Copy out all the entries exactly.

━━━ SUPPLIED DATA ━━━

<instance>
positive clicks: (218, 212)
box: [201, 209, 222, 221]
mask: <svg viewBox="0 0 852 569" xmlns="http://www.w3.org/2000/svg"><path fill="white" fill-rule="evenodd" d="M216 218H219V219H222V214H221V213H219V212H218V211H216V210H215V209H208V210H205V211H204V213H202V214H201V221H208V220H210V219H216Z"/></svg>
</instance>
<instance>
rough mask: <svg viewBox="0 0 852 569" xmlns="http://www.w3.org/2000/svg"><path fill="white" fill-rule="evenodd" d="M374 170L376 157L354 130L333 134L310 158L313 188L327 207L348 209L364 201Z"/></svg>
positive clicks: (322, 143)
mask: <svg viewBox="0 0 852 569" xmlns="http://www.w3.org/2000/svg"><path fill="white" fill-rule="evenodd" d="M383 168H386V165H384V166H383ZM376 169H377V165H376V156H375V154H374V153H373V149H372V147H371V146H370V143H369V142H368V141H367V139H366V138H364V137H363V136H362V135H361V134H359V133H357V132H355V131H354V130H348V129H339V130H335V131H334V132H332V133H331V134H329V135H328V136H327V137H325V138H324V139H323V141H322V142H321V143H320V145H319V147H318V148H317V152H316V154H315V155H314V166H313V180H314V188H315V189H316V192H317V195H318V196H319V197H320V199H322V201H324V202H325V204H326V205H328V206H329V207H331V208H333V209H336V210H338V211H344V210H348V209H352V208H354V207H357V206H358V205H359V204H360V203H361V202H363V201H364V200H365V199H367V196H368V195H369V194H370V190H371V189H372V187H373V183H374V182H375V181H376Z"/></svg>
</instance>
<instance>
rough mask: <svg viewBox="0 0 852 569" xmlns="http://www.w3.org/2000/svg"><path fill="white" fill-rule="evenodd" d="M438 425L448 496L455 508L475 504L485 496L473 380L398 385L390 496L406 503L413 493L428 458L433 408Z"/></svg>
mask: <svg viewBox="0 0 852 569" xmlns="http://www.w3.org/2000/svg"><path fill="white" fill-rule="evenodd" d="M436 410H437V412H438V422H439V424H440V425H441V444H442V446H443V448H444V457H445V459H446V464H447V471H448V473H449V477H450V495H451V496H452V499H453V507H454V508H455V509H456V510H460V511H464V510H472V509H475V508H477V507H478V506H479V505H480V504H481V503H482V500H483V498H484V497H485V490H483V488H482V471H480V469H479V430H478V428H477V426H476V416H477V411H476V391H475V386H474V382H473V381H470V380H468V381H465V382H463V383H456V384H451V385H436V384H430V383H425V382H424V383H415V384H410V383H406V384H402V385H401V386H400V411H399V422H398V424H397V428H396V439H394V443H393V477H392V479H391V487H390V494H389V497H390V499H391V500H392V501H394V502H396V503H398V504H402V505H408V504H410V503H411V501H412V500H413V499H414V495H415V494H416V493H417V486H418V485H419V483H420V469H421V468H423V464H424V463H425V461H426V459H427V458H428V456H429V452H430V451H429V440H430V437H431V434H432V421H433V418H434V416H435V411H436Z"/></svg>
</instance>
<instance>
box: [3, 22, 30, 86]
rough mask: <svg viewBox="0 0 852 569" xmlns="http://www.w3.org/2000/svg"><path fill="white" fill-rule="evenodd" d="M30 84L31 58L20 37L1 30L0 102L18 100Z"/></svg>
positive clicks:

━━━

> **RESPONSE TO THE EXERCISE**:
<instance>
positive clicks: (218, 212)
box: [201, 209, 222, 221]
mask: <svg viewBox="0 0 852 569" xmlns="http://www.w3.org/2000/svg"><path fill="white" fill-rule="evenodd" d="M216 218H219V219H222V214H221V213H219V212H218V211H216V210H215V209H208V210H205V211H204V213H202V214H201V221H208V220H210V219H216Z"/></svg>
</instance>
<instance>
rough mask: <svg viewBox="0 0 852 569" xmlns="http://www.w3.org/2000/svg"><path fill="white" fill-rule="evenodd" d="M374 170L376 157L354 130L333 134L310 158L313 188L327 207L348 209L364 201Z"/></svg>
positive clicks: (322, 143)
mask: <svg viewBox="0 0 852 569" xmlns="http://www.w3.org/2000/svg"><path fill="white" fill-rule="evenodd" d="M383 168H386V165H384V166H383ZM376 169H377V165H376V156H375V154H374V153H373V149H372V147H371V146H370V143H369V142H368V141H367V139H366V138H364V137H363V136H362V135H361V134H359V133H357V132H355V131H354V130H348V129H339V130H335V131H334V132H332V133H331V134H329V135H328V136H327V137H325V138H324V139H323V141H322V142H321V143H320V145H319V147H318V148H317V152H316V154H315V155H314V166H313V180H314V188H315V189H316V192H317V195H318V196H319V197H320V199H322V201H324V202H325V204H326V205H328V206H329V207H331V208H333V209H336V210H338V211H344V210H348V209H352V208H354V207H357V206H358V205H359V204H360V203H361V202H363V201H364V200H365V199H367V196H368V195H369V194H370V190H371V189H372V187H373V183H374V182H375V181H376Z"/></svg>
</instance>
<instance>
rough mask: <svg viewBox="0 0 852 569" xmlns="http://www.w3.org/2000/svg"><path fill="white" fill-rule="evenodd" d="M438 425L448 496L455 508L475 504L485 496L473 380L398 385L390 496L406 503L413 493L428 458L433 408Z"/></svg>
mask: <svg viewBox="0 0 852 569" xmlns="http://www.w3.org/2000/svg"><path fill="white" fill-rule="evenodd" d="M436 410H437V412H438V422H439V424H440V425H441V444H442V446H443V448H444V457H445V459H446V464H447V471H448V473H449V477H450V495H451V496H452V499H453V507H454V508H455V509H456V510H460V511H464V510H472V509H475V508H477V507H478V506H479V505H480V504H481V503H482V500H483V498H484V497H485V490H483V488H482V471H480V469H479V430H478V428H477V426H476V416H477V411H476V391H475V386H474V382H473V381H470V380H468V381H465V382H463V383H456V384H451V385H436V384H430V383H425V382H424V383H415V384H410V383H406V384H402V385H401V386H400V411H399V422H398V424H397V428H396V439H394V443H393V477H392V479H391V487H390V494H389V497H390V499H391V500H392V501H394V502H396V503H398V504H402V505H408V504H410V503H411V501H412V500H413V499H414V495H415V494H416V493H417V486H418V485H419V483H420V469H421V468H423V464H424V463H425V461H426V459H427V458H428V456H429V452H430V451H429V440H430V437H431V434H432V421H433V418H434V416H435V411H436Z"/></svg>
</instance>
<instance>
box: [3, 22, 30, 86]
rough mask: <svg viewBox="0 0 852 569" xmlns="http://www.w3.org/2000/svg"><path fill="white" fill-rule="evenodd" d="M30 84L31 58L20 37L1 30L0 102L18 100Z"/></svg>
positive clicks:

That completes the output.